◆ **What is being asked**
Arrange the part of the data that opens with the line containing "segment returns the" and closes with the line containing "POLYGON ((81 139, 4" (both included) as a Markdown table with two columns, Number and Line, giving each nonblank line its own numbered row and leaving out blank lines.

◆ **Given data**
-- Start --

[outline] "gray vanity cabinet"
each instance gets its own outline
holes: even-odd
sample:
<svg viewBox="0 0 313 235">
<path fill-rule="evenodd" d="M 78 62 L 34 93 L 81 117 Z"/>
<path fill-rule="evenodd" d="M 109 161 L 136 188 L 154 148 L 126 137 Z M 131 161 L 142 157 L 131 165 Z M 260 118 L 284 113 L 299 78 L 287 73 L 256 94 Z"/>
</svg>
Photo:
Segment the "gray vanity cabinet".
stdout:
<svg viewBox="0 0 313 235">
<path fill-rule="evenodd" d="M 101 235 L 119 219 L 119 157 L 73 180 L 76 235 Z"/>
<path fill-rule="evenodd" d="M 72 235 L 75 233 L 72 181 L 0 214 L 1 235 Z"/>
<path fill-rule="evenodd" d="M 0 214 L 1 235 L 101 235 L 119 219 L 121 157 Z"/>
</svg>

-- End --
-- Start --

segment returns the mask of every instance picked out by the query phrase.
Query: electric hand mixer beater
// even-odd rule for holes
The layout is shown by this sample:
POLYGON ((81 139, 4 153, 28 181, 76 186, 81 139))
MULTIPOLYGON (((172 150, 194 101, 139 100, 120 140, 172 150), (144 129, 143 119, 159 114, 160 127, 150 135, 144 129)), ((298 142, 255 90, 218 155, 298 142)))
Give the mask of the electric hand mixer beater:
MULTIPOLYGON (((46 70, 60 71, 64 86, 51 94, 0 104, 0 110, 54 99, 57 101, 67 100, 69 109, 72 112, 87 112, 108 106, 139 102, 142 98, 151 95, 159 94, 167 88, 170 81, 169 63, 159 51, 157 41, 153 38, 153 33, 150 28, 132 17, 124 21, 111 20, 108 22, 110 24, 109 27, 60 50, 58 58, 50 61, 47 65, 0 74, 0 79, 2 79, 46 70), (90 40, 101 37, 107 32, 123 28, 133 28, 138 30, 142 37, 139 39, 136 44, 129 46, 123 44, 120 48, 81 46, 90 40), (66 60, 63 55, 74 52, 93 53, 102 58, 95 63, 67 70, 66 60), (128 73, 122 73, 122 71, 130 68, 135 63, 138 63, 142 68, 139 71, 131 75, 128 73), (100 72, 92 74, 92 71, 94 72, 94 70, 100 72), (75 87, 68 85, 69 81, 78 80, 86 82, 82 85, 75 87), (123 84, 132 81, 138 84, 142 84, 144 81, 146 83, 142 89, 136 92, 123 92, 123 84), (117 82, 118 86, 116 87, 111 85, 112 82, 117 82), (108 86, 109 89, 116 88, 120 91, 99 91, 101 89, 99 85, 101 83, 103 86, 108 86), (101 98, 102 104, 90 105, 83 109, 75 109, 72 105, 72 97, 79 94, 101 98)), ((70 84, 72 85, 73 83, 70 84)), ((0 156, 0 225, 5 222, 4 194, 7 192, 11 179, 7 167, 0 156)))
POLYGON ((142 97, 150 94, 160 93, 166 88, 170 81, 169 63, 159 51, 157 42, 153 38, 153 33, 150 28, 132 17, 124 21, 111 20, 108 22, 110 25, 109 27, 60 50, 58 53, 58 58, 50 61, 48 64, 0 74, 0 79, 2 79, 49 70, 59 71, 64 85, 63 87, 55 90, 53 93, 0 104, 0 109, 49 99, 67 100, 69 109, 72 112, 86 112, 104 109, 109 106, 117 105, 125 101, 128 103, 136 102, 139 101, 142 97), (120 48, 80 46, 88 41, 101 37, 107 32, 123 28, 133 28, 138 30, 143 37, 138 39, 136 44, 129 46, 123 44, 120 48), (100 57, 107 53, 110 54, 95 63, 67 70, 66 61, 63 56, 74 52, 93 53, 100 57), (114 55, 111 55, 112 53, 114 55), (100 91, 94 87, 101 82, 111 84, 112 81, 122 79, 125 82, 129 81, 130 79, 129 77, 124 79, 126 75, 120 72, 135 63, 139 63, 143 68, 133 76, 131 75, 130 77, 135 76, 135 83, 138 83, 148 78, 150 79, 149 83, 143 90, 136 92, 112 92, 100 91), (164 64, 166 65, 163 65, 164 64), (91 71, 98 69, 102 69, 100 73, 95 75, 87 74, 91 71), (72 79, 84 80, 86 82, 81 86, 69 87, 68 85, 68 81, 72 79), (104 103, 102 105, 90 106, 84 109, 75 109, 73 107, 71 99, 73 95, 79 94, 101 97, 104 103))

-- End --

◆ **Solution below**
| Number | Line |
|---|---|
| 1 | segment returns the mask of every instance picked out by the query phrase. |
| 2 | Query: electric hand mixer beater |
| 3 | // even-odd rule for holes |
| 4 | The layout is shown by this sample: |
| 5 | POLYGON ((81 139, 4 153, 28 181, 76 186, 81 139)) |